* TO BE DONE
Which lines of the items contain the word "lemur"? List each of those lines in full.

Picture region annotation items:
◇ ◇ ◇
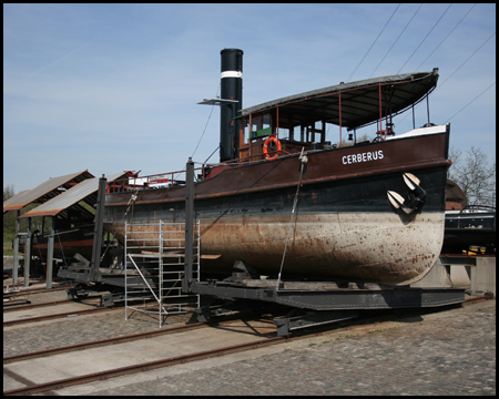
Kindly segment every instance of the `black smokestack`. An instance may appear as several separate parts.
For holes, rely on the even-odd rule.
[[[221,99],[236,100],[220,109],[220,162],[238,157],[240,121],[233,121],[243,108],[243,50],[224,49],[222,55]]]

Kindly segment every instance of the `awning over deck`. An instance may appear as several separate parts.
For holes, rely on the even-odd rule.
[[[292,127],[325,121],[348,130],[396,115],[437,86],[438,69],[367,79],[294,94],[241,111],[242,116],[278,110],[278,125]],[[380,101],[381,100],[381,101]]]

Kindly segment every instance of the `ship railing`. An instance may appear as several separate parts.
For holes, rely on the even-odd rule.
[[[293,153],[289,153],[285,150],[277,150],[277,151],[269,151],[268,156],[275,156],[278,157],[285,156],[285,155],[296,155]],[[263,162],[265,161],[264,154],[254,154],[249,156],[245,156],[237,160],[231,160],[217,164],[202,164],[202,166],[194,168],[194,174],[196,176],[197,181],[204,181],[206,178],[210,178],[214,176],[215,174],[212,173],[215,168],[226,168],[226,167],[233,167],[233,166],[241,166],[254,162]],[[147,175],[147,176],[134,176],[134,177],[126,177],[123,180],[116,180],[113,182],[108,182],[108,194],[113,193],[123,193],[123,192],[135,192],[140,190],[155,190],[155,188],[170,188],[170,187],[177,187],[177,186],[185,186],[185,170],[184,171],[175,171],[175,172],[166,172],[166,173],[160,173],[154,175]]]

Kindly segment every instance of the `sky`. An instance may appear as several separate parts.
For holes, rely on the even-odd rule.
[[[243,108],[439,68],[431,122],[450,123],[451,149],[496,157],[492,3],[4,3],[3,187],[205,162],[220,110],[196,103],[220,95],[225,48],[244,51]],[[410,113],[394,122],[397,133],[413,129]]]

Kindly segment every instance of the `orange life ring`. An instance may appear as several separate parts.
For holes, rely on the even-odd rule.
[[[377,131],[376,134],[379,135],[379,140],[381,140],[381,141],[385,141],[386,136],[388,135],[387,131],[384,131],[384,130]]]
[[[271,144],[271,141],[274,142],[274,143],[277,145],[277,151],[276,151],[276,154],[275,154],[274,156],[268,155],[268,144]],[[265,155],[265,158],[266,158],[267,161],[275,160],[275,158],[277,157],[277,155],[278,155],[281,149],[282,149],[281,142],[279,142],[279,140],[278,140],[276,136],[269,136],[269,137],[267,137],[267,140],[265,140],[264,149],[263,149],[263,153],[264,153],[264,155]]]

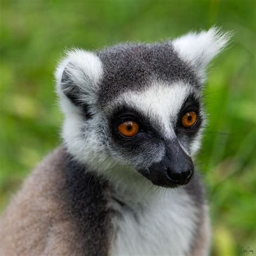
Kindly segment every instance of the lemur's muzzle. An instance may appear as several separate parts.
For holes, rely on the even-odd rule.
[[[194,166],[176,139],[166,143],[165,155],[160,162],[139,171],[154,185],[174,187],[190,181]]]

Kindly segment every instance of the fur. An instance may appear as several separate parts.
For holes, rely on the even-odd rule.
[[[0,255],[207,255],[208,208],[197,172],[171,188],[139,170],[160,164],[174,141],[190,161],[197,152],[206,65],[227,38],[212,28],[161,43],[68,52],[56,72],[64,145],[4,213]],[[181,124],[187,109],[198,114],[191,131]],[[132,140],[117,132],[126,112],[144,127]]]

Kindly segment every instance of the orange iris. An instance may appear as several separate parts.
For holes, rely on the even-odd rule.
[[[185,128],[191,128],[195,125],[197,120],[197,115],[193,112],[188,112],[182,117],[182,125]]]
[[[120,124],[117,129],[122,135],[127,137],[135,136],[139,132],[139,125],[134,121],[125,121]]]

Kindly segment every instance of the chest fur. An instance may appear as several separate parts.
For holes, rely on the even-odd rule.
[[[197,228],[198,209],[186,193],[116,206],[111,255],[185,255]]]

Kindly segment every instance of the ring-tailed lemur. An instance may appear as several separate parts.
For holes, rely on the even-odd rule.
[[[207,206],[191,158],[205,123],[215,28],[68,53],[56,72],[63,145],[0,224],[0,254],[206,255]]]

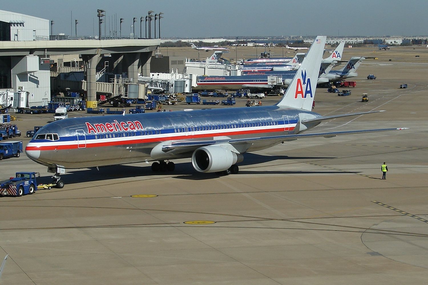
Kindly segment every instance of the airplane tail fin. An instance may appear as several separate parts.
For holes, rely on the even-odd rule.
[[[327,58],[328,59],[333,60],[340,60],[342,58],[342,53],[343,52],[343,47],[345,46],[345,42],[342,41],[336,47],[336,49],[332,53],[330,56]]]
[[[326,39],[325,36],[319,35],[314,41],[285,94],[276,106],[307,111],[312,109]]]
[[[6,259],[7,259],[7,257],[9,256],[9,254],[6,255],[6,256],[4,257],[4,259],[3,260],[3,262],[1,264],[1,267],[0,267],[0,277],[1,277],[2,273],[3,273],[3,269],[4,269],[4,264],[6,264]]]
[[[335,60],[332,60],[330,58],[323,59],[321,61],[321,66],[320,67],[319,77],[326,77],[327,74],[330,72],[330,71],[336,63],[337,63],[337,62]]]
[[[223,53],[222,52],[216,50],[213,53],[213,55],[207,58],[206,62],[218,62],[218,59],[221,57],[223,54]]]
[[[366,58],[362,56],[353,56],[351,58],[346,65],[339,69],[339,71],[342,71],[342,73],[355,72],[363,61]]]

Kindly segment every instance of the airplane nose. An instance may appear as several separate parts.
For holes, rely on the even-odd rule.
[[[37,160],[39,159],[39,157],[40,156],[40,150],[30,150],[26,149],[25,153],[27,154],[27,156],[29,157],[31,159],[33,159],[33,160]]]

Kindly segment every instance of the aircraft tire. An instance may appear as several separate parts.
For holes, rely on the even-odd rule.
[[[173,171],[175,169],[175,165],[172,162],[169,162],[166,164],[166,169],[169,171]]]
[[[168,170],[168,166],[165,162],[160,162],[159,165],[160,167],[160,171],[162,172],[165,172]]]
[[[157,172],[159,171],[160,166],[159,162],[155,162],[152,164],[152,171],[154,172]]]
[[[56,182],[56,188],[61,188],[64,187],[64,182],[62,180],[60,179],[58,182]]]
[[[239,172],[239,167],[236,164],[234,164],[229,168],[230,172],[232,174],[236,174]]]

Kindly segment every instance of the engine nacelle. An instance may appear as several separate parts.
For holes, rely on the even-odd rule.
[[[242,154],[216,145],[199,147],[192,155],[192,165],[199,172],[217,172],[242,161]]]

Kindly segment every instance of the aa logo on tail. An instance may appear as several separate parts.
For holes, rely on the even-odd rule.
[[[303,72],[302,71],[301,78],[297,79],[297,84],[296,85],[296,91],[294,93],[294,99],[297,99],[299,94],[302,97],[302,98],[305,98],[309,94],[311,98],[313,97],[312,94],[312,87],[311,86],[311,79],[306,78],[306,70]],[[303,88],[303,86],[305,88]]]
[[[340,53],[337,50],[335,50],[333,54],[331,55],[331,58],[337,59],[340,57]]]
[[[354,67],[354,65],[351,63],[351,62],[348,63],[348,65],[346,66],[347,69],[352,69],[355,68]]]

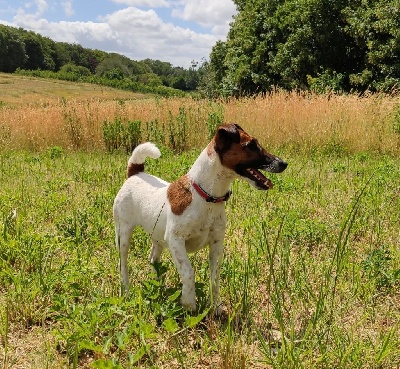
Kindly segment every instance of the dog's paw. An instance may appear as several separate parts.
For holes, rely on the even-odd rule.
[[[181,304],[182,304],[183,308],[185,310],[187,310],[187,311],[190,311],[190,312],[195,312],[196,311],[196,299],[184,298],[182,296]]]

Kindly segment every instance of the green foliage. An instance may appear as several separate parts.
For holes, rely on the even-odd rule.
[[[227,41],[210,55],[208,92],[325,93],[399,87],[398,0],[235,1]],[[208,93],[210,95],[210,93]]]
[[[392,252],[386,246],[372,250],[362,262],[366,277],[377,290],[394,288],[400,283],[400,268],[394,270],[390,263]]]
[[[0,72],[104,84],[164,96],[199,84],[197,63],[188,70],[160,60],[135,61],[116,53],[54,42],[22,28],[0,25]],[[178,90],[178,91],[176,91]]]
[[[163,151],[147,171],[179,178],[197,155]],[[31,359],[36,332],[43,367],[396,367],[398,158],[296,150],[285,158],[288,169],[269,174],[270,192],[233,183],[220,320],[207,316],[207,252],[190,256],[200,306],[192,316],[168,253],[154,272],[139,230],[131,287],[120,296],[111,209],[125,153],[3,150],[2,363]]]
[[[123,149],[131,153],[140,144],[141,132],[140,120],[123,121],[121,117],[114,118],[114,121],[103,122],[103,141],[108,152]]]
◇ ◇ ◇
* THE OUTPUT
Kindly segment every instance of the lemur's muzzle. An instance may appear as several separate parts.
Kindly segment every instance of the ring-tailed lemur. An instance may appear as several separate parts.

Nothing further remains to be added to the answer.